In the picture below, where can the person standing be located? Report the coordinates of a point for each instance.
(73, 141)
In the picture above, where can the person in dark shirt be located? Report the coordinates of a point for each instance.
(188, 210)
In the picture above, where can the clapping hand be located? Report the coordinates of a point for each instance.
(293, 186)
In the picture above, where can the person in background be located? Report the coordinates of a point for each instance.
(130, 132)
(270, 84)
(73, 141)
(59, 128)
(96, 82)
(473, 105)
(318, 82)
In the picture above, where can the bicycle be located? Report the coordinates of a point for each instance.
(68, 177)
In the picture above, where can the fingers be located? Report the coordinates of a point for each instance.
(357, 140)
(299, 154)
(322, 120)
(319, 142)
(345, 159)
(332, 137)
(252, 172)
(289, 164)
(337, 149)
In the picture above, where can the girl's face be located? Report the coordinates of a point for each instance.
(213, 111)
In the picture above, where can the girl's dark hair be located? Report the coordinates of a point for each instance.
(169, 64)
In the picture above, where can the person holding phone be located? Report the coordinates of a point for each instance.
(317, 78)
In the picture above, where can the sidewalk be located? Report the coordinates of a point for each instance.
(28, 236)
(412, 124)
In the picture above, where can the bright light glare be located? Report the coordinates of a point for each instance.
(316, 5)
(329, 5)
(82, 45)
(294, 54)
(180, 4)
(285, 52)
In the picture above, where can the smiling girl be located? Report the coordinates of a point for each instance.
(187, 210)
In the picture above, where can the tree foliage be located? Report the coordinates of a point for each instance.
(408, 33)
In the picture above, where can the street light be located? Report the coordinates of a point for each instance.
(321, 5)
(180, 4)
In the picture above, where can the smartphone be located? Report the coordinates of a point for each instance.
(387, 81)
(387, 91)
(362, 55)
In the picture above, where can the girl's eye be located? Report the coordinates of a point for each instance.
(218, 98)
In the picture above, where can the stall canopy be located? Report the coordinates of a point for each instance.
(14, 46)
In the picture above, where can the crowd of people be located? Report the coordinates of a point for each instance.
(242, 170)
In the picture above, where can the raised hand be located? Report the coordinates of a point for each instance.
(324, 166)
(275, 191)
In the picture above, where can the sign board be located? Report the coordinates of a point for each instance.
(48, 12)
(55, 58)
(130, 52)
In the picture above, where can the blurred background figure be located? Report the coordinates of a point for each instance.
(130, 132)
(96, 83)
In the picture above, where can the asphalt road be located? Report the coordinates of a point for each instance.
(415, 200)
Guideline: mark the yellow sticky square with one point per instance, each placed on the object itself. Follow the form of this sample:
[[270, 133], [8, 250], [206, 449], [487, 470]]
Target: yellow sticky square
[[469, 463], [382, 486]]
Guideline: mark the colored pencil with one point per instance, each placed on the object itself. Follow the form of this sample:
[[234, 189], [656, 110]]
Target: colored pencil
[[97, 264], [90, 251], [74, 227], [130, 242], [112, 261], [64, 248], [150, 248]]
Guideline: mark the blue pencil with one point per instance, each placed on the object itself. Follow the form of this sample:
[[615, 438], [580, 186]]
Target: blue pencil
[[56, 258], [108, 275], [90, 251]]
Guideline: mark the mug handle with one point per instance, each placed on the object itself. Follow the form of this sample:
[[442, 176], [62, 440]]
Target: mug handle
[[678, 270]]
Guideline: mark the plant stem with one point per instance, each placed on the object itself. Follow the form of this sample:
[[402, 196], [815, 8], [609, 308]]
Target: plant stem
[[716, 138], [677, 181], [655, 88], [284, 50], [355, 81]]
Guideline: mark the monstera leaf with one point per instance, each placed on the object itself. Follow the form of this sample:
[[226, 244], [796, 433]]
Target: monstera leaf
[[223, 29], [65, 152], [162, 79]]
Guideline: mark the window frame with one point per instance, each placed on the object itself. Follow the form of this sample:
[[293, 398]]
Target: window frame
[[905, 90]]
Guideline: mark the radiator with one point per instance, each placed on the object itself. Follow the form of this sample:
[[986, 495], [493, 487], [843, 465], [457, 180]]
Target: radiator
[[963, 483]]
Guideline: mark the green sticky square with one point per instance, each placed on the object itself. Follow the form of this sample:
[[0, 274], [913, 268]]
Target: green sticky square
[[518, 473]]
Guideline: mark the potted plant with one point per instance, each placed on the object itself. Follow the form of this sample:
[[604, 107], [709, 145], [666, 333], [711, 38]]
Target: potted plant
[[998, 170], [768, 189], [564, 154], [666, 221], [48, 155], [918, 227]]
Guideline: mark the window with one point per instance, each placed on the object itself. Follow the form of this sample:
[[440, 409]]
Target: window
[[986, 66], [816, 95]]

# # # # # # #

### AIM OF THE EXERCISE
Make a precise copy of the records in their entirety.

### TASK OUTPUT
In the picture below, where can the person standing be located? Report the coordinates of a point for each instance.
(73, 141)
In the picture above, where can the person in dark shirt be located? Report the coordinates of a point for each instance.
(188, 210)
In the picture above, where can the clapping hand be located? Report the coordinates of a point for each instance.
(293, 186)
In the picture above, where can the person in background be located? Report the coordinates of a point for each instance.
(130, 132)
(270, 84)
(73, 141)
(59, 128)
(96, 82)
(473, 105)
(318, 82)
In the picture above, where can the bicycle be located? Report the coordinates of a point for each instance.
(68, 177)
In the picture above, where can the fingers be located? Report the coordinates of a point for each instance.
(357, 140)
(299, 154)
(322, 120)
(319, 142)
(345, 159)
(332, 137)
(252, 172)
(289, 164)
(337, 149)
In the picture above, where can the girl's face be located? Report the coordinates of a point for each instance.
(213, 111)
In the picture above, where can the girl's dark hair be located? Report the coordinates of a point for each instance.
(169, 64)
In the picture above, where can the person holding phone be located? Report the coordinates of a point for each instance.
(317, 78)
In the picture above, where can the sidewalk be located? Report the coordinates of a point for each instance.
(28, 236)
(412, 124)
In the picture above, where can the bright light glare be located? Report the coordinates of a point for each instance.
(316, 5)
(329, 5)
(82, 45)
(294, 54)
(180, 4)
(285, 52)
In the picture above, where can the smiling girl be located? Report the coordinates of a point for each instance.
(187, 210)
In the picture above, where can the tree foliage be located? Report the coordinates of a point for each instance.
(408, 33)
In the picture above, where can the street light be located? Report the coordinates of a point for each instance.
(321, 5)
(180, 4)
In the picture above, where can the smartphone be located? Report the coordinates of a point for each instance.
(387, 81)
(387, 91)
(362, 55)
In the picture above, where can the girl's eye be located? Report the coordinates of a point for each instance.
(218, 98)
In the picture above, where can the stall canopy be located? Report the coordinates of a point for each instance.
(14, 46)
In the picture above, where can the crowd of people be located? Report the coordinates of a point for each instance.
(242, 170)
In the picture above, where can the raised hand be located? Report the coordinates of a point for each instance.
(324, 166)
(275, 191)
In the picture above, where can the sign board be located? Report the coordinates of a point for each instance.
(48, 12)
(55, 58)
(130, 52)
In the picture above, where can the blurred background figure be located? Report the coordinates of a point for each instance.
(130, 132)
(96, 83)
In the picture above, where can the asphalt road be located? Report the coordinates of a point for each instance.
(415, 200)
Guideline: mark the yellow sticky square with one point per instance, each placed on the object itself. Follow the form of this sample:
[[270, 133], [8, 250], [206, 449], [487, 470]]
Target: yellow sticky square
[[469, 463], [382, 486]]
Guideline: mark the colored pencil with one point per instance, each placed on the object itself. Follow the form of this sample:
[[234, 189], [656, 110]]
Target: colored pencil
[[97, 264], [90, 251], [74, 227], [130, 242], [112, 261], [64, 248], [150, 248]]
Guideline: mark the blue pencil with one point per instance, each placed on the object itself. Follow the form of this sample:
[[615, 438], [580, 186]]
Target: blue pencil
[[56, 258], [108, 275], [90, 251]]
Guideline: mark the mug handle with one point per instance, each placed on the object itself. Follow the form of this sample:
[[442, 176], [62, 440]]
Target: mug handle
[[678, 270]]
Guideline: mark the plant stem with one point per instance, each placed on the object itself. Follow the form of this sample:
[[402, 196], [815, 8], [609, 308]]
Target: plant stem
[[716, 138], [677, 181], [655, 88], [284, 50], [355, 81]]
Guideline: mark the monstera leaf with one point per instance, each placed on the object itself. Follow the form of this sample:
[[226, 244], [796, 433]]
Target: monstera leaf
[[223, 29], [65, 152], [162, 79]]
Guideline: mark the window frame with one point per instance, each placed on the object itself. Follow the form of this sample:
[[293, 398]]
Target: window frame
[[905, 90]]
Guideline: mark the radiator with one point per instance, each placed on the object itself. Follow the form of this sample:
[[986, 495], [493, 487], [843, 465], [457, 180]]
Target: radiator
[[963, 483]]
Guideline: mark the green sticky square with one point per instance, each placed on the object itself. Follow the form of this sample:
[[0, 274], [913, 268]]
Target: green sticky square
[[518, 473]]
Guideline: mark the potted plant with one point per instance, each placed on the object itself. Follow the form of this sample:
[[604, 107], [709, 145], [666, 333], [711, 38]]
Target: potted plant
[[998, 170], [768, 189], [564, 154], [666, 221], [48, 155], [918, 227]]
Guideline: mark the window with one point per instance, each placed on the object itself. Follow the form of this sample:
[[440, 409]]
Target: window
[[986, 66], [816, 95]]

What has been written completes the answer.